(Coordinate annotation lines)
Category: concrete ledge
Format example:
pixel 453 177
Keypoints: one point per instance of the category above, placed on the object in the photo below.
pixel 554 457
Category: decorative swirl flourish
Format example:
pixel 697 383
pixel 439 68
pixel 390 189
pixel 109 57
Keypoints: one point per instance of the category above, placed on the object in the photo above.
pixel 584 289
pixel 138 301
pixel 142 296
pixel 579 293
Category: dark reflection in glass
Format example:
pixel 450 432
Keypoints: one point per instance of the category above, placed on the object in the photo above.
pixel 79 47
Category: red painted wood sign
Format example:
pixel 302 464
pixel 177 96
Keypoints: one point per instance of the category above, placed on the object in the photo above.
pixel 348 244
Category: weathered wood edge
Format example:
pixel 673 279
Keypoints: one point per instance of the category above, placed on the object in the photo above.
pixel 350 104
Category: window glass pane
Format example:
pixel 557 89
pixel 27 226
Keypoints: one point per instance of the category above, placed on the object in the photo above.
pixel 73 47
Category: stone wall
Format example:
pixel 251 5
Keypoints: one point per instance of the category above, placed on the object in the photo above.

The request: Copy out the lines starting with the one that contains "Category: window glass pane" and continuing through the last line of the records, both ends included.

Solution below:
Category: window glass pane
Format example:
pixel 557 89
pixel 27 226
Keypoints: one point per instance of the category above, placed on the object in the photo above.
pixel 73 47
Category: stone wall
Format example:
pixel 251 5
Keypoints: one point per instance of the category above, placed on the object in the photo above.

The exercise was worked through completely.